In January 2005, a new law will take effect in California that gives domestic partners -- which is limited to same-sex couples or senior citizens -- nearly all the same state and county rights as married couples, though none of the federal rights. It will also remove other existing inequities, such as gay partners having to pay taxes on insurance benefits for a partner.
The constitutional amendment to define marriage as between a man and a woman, if enacted, would pull the plug on states that have already allowed marriages and not leave many options open to gay rights advocates.
Jewish law, meanwhile, divides along denominational lines. The Reconstructionist Rabbinical College was the first to ordain gay rabbis, starting in 1984, and endorsed officiating at gay marriages in 1993.
The Reform movement has been ordaining gay rabbis since 1990. Reform rabbis have been performing same sex-ceremonies since the 1970s, and in 2000, the movement passed a resolution endorsing rabbis who choose to officiate and supporting the personal autonomy of those who don't.
Both the Reform and Reconstructionist movements endorse civil gay marriages.
Simcha DuBowski's movie, "Trembling Before G-d," chronicling the struggle of gays within the Orthodox movement, along with Greenberg's coming out, opened up in some Orthodox circles conversations about how to act more sensitively, even when open homosexuality is not sanctioned by halacha.
It is in the Conservative movement that the conversation is most active and possibly divisive.

[Recorded data]
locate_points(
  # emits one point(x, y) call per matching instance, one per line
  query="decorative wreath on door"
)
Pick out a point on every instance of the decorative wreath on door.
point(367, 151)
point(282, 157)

| GOALS |
[1] Which Jewish movements are named in the text on same-sex marriage and Jewish law?
[2] Proceed with the text on same-sex marriage and Jewish law, writing on from its final sentence.
These records were drawn from a separate source.

| TASK RESPONSES |
[1] Reconstructionist, Reform, Orthodox, Conservative

[2]
"I think many people who want to retain the traditional stance feel intimidated by an increasing number of people who demand politically correct statements and politically correct positions and are eager to demonize those who would uphold traditional standards, as opposed to going with the more liberal reforms, and that is hurtful to people," said Rabbi Perry Rank, president of the Conservative movement's Rabbinical Assembly.
The questions of same-sex commitment ceremonies and ordaining gay and lesbian rabbis are currently before the movement's influential Committee on Jewish Law and Standards. By next March, the committee will consider teshuvot (halachic treatises) prepared by its members and most likely will ultimately validate several positions. Conservative rabbis will be free to choose which to follow.
Rabbi Elliot Dorff, rector and professor of philosophy at the University of Judaism, is vice chair of the law committee and had been slated to become its chairman last year. But because his views are clearly on the left on this issue -- he advocates full equality -- the committee deferred his chairmanship until the question has been decided.
Dorff believes it is clear that gays do not choose to be gay and cannot become straight and that society has an interest in seeing loving, stable, monogamous relationships.
With those factors motivating his study, Dorff believes it is imperative to narrow down the interpretation of the verses in Leviticus prohibiting male-male sex.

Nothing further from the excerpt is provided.